**Stated problem 1**: Translate this sentence from the guide on Dominican Republic mortgages for foreigners into Spanish: "Down payments depend on your residency status."
**Stated problem 2**: From the guide on Dominican Republic mortgages for foreigners, retype without any changes the passage that begins at the words "Dominican Republic Mortgage Rates and" and stops after the words "looks like this.".

**Text excerpt**:
+++
Dominican Republic Mortgage for Foreigners: How Financing Actually Works
Yes, foreigners can get a mortgage in the Dominican Republic. Banks like Banco Popular, Scotiabank, and BanReservas offer home loans to foreign buyers with 30-50% down payments at 8-13% interest rates. Other options include developer financing for pre-construction properties, owner financing from sellers, and borrowing against home equity from US or Canadian properties.
That said, the DR real estate market works differently than what most Americans and Canadians are used to. Most property deals here are cash. Mortgage financing exists, but it is less common and the terms are less favorable than US rates. The process also has a few quirks worth knowing before you start. This guide covers every financing option for foreign buyers, what each one costs, and how to pick the right one for your situation.
Dominican Republic Mortgage Rates and Bank Loans for Foreign Buyers
Several Dominican banks lend to foreigners, including non-residents. The main players are Banco Popular, Scotiabank, BanReservas, Banco BHD, APAP, and Banco Lopez de Haro. Each has slightly different terms, but the general picture looks like this.
Interest rates run 8-10% for USD loans and 11-14% for loans in Dominican pesos (DOP), as of early 2026. These Dominican Republic mortgage rates are higher than US mortgage rates. That is a big reason why many buyers look at other options.
Down payments depend on your residency status. Non-residents need 30-50% down. If you have DR residency (even temporary), that drops to 20-30%. The gap is large enough that some buyers pursue residency just to get better loan terms.
+++
**Provided information**:

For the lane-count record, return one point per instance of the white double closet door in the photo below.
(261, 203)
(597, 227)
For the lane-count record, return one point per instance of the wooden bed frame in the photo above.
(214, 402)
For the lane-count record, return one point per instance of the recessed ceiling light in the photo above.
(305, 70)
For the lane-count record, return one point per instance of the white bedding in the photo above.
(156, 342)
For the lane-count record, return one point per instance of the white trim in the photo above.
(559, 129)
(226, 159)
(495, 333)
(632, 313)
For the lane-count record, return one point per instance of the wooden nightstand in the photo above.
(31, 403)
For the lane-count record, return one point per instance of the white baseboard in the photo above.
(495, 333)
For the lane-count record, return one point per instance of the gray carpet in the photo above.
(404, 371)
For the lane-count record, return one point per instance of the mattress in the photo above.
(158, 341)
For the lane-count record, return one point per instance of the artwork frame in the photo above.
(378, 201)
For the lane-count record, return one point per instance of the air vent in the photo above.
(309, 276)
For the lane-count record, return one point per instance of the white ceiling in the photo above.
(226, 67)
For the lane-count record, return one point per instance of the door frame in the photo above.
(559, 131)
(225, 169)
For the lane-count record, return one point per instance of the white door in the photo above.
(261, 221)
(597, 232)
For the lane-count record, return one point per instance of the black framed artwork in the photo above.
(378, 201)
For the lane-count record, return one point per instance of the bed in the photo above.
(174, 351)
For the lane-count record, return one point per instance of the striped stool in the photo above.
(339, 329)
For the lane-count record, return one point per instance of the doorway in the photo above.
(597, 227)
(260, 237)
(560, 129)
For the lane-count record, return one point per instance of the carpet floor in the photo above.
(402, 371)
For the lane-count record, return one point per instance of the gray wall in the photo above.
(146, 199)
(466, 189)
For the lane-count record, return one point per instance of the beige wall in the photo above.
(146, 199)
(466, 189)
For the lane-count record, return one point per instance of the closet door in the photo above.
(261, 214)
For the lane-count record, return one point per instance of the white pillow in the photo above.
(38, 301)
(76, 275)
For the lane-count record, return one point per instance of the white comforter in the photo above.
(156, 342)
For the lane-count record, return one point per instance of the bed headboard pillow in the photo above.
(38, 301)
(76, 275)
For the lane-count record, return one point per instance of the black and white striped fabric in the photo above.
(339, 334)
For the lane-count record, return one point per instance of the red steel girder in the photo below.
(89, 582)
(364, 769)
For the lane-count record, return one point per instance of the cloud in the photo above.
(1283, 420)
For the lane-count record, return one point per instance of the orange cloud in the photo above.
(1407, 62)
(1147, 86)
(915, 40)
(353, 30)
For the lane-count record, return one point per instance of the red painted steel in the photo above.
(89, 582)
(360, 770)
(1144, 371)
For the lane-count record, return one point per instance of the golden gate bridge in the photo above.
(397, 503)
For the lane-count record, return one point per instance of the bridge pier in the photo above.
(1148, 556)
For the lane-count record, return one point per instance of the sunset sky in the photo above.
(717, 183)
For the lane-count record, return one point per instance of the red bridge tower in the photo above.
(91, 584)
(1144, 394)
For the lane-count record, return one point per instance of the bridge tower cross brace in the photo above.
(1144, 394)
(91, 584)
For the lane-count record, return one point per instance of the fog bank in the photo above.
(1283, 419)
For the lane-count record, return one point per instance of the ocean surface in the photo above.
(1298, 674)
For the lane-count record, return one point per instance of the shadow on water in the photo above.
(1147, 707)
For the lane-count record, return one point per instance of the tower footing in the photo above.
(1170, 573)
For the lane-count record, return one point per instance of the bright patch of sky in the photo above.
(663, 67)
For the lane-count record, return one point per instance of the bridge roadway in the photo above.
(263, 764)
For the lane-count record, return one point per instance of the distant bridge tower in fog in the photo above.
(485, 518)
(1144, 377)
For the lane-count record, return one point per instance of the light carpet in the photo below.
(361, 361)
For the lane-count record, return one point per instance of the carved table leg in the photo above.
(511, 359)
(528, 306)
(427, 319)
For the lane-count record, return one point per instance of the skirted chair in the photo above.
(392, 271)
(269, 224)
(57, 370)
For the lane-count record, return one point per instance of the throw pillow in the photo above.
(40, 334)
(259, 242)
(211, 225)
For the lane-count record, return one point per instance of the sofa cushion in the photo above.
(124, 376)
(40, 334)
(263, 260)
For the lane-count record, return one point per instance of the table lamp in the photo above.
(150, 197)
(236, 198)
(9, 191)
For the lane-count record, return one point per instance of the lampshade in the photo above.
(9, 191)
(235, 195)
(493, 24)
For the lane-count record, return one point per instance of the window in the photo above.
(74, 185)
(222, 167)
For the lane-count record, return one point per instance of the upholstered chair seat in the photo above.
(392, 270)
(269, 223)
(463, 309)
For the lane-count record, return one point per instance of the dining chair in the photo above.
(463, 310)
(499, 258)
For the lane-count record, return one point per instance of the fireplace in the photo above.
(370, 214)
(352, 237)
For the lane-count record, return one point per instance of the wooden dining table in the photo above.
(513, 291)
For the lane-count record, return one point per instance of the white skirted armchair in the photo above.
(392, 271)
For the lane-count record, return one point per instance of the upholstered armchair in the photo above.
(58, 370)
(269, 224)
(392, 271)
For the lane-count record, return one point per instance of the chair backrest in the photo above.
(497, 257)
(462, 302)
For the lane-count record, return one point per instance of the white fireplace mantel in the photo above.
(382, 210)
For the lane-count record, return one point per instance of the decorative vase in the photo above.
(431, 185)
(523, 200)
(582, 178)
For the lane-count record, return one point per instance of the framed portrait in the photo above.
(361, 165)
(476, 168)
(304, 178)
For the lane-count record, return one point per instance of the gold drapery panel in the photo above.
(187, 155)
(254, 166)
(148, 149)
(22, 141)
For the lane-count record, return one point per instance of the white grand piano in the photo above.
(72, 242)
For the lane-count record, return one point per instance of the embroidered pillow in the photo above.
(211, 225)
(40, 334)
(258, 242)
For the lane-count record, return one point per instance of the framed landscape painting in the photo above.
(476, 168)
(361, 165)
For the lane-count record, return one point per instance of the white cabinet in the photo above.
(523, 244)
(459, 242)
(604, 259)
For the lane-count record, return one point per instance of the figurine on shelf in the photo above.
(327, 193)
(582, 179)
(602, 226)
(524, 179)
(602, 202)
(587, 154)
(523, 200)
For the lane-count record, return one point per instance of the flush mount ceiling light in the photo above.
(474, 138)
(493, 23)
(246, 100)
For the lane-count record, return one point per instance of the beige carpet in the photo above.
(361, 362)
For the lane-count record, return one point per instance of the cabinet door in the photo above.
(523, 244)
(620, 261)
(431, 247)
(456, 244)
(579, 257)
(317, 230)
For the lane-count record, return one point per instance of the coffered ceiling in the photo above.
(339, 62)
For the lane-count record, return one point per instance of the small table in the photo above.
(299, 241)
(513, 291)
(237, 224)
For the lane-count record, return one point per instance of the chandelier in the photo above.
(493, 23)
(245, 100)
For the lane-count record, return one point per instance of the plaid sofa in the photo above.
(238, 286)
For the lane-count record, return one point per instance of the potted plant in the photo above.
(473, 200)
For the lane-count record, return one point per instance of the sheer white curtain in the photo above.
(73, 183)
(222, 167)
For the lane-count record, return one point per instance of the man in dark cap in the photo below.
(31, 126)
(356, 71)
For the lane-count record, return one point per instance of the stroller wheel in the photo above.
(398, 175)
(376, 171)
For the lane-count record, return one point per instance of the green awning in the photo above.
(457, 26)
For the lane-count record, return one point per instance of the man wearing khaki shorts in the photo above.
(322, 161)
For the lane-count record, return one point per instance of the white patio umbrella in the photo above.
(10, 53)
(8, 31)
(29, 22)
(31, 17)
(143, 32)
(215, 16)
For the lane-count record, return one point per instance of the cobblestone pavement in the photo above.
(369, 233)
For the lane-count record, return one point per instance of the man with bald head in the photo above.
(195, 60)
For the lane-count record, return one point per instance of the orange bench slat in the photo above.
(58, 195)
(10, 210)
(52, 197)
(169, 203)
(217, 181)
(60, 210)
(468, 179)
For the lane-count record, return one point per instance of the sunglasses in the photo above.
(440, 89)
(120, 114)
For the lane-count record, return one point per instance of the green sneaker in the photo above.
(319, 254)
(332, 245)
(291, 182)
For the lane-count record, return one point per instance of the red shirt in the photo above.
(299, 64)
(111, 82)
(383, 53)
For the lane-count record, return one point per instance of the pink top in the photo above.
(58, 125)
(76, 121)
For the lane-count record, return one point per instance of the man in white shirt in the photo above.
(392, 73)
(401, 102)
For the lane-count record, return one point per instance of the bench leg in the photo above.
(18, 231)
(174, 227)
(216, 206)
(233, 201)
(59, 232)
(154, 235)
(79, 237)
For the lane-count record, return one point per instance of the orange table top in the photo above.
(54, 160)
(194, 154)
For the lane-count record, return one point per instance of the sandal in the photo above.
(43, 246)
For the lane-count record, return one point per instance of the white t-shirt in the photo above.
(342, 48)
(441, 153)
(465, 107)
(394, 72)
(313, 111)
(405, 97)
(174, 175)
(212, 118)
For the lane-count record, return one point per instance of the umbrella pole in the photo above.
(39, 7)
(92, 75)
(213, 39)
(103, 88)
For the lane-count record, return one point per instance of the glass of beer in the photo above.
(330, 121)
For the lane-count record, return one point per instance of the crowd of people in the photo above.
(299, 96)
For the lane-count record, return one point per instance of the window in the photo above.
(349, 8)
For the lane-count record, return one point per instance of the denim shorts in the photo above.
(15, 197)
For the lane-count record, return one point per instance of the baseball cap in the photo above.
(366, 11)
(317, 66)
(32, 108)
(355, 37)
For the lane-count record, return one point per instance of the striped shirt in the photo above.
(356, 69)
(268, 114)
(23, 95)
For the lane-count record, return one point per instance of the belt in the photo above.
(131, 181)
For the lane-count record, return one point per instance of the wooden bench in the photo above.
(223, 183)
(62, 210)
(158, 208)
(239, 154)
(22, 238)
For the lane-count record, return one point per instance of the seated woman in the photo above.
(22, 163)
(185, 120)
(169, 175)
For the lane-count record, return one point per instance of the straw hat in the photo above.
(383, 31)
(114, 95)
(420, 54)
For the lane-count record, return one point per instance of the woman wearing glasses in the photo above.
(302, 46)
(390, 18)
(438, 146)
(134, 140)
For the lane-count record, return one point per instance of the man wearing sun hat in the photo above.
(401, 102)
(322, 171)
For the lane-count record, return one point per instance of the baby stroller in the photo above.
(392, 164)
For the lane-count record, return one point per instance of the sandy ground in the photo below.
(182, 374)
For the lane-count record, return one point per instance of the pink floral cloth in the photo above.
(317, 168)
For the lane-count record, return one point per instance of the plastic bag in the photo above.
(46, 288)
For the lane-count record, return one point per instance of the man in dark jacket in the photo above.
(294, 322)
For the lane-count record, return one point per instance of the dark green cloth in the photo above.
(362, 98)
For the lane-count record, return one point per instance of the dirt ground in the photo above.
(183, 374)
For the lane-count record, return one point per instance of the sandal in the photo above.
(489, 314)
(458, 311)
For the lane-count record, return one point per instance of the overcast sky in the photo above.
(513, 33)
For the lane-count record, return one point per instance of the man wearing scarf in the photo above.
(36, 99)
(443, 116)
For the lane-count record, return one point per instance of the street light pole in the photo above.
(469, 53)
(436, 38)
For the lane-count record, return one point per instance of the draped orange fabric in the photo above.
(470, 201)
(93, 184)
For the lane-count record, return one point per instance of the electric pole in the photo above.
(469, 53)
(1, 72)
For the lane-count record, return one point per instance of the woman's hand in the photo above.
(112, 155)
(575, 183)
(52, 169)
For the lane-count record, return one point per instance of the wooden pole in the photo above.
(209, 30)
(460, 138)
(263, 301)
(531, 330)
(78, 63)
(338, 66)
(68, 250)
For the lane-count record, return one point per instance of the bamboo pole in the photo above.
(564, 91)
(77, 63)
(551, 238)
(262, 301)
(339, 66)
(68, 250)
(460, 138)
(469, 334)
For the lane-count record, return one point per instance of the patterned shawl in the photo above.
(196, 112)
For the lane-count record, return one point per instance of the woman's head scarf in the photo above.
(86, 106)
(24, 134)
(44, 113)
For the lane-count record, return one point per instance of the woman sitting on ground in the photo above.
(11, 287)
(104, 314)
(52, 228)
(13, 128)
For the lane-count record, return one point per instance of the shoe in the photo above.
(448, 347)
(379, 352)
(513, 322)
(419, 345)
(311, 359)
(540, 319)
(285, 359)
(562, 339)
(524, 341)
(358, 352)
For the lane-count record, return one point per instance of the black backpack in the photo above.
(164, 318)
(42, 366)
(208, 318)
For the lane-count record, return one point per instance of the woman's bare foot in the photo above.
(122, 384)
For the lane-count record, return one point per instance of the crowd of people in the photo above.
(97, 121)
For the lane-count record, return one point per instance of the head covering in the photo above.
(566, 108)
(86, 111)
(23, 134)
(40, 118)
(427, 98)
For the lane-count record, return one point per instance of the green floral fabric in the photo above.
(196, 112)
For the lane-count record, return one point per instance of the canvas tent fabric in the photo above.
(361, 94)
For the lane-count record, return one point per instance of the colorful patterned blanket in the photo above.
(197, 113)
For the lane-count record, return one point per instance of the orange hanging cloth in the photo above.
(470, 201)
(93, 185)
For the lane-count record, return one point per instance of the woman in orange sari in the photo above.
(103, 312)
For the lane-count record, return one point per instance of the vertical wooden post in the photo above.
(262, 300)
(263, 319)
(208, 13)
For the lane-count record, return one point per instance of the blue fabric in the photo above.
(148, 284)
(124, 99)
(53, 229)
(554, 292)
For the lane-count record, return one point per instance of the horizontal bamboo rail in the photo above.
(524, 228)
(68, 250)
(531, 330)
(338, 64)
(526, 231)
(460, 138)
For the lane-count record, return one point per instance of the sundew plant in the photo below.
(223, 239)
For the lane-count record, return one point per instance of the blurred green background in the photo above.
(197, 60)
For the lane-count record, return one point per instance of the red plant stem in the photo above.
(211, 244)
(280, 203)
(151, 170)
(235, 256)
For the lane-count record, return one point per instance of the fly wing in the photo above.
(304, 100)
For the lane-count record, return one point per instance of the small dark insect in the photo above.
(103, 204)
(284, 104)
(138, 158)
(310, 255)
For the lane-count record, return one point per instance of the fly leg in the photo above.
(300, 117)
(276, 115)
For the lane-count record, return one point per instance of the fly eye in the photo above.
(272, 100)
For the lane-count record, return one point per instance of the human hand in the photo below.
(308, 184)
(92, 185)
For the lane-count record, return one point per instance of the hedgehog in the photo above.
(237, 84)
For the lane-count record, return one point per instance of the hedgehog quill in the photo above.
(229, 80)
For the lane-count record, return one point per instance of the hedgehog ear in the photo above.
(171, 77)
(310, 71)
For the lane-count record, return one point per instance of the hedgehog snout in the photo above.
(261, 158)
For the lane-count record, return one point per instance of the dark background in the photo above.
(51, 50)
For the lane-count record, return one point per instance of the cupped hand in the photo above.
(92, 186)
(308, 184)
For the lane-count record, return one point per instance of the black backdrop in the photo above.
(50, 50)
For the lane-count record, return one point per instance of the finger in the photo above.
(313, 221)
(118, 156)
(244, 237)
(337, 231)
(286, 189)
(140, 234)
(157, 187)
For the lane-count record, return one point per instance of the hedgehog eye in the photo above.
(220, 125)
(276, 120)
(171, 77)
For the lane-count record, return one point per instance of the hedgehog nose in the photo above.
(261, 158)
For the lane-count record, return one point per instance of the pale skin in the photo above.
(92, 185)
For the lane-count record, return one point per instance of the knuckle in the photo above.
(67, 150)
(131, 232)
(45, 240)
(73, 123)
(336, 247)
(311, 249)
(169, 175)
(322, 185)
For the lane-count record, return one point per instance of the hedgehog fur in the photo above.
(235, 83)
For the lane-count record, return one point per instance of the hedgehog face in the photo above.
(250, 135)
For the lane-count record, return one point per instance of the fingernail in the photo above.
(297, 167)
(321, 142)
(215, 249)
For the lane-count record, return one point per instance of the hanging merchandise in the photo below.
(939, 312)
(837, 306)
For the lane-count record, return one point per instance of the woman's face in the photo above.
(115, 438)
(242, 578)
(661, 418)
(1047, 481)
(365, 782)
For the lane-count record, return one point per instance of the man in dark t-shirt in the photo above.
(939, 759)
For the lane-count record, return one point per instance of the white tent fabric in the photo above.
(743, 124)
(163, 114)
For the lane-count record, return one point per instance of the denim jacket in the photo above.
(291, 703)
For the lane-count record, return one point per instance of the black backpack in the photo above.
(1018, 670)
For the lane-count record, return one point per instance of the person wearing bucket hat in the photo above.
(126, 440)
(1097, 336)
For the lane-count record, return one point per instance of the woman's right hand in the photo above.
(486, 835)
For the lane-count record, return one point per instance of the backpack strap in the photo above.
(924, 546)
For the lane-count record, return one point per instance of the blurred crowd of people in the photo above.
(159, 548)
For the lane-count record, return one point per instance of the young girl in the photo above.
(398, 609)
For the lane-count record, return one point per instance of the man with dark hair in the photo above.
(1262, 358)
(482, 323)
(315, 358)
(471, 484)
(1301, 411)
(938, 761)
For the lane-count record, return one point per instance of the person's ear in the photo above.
+++
**Written response 1**: Los pagos iniciales dependen de su estatus de residencia.

**Written response 2**:
Dominican Republic Mortgage Rates and Bank Loans for Foreign Buyers
Several Dominican banks lend to foreigners, including non-residents. The main players are Banco Popular, Scotiabank, BanReservas, Banco BHD, APAP, and Banco Lopez de Haro. Each has slightly different terms, but the general picture looks like this.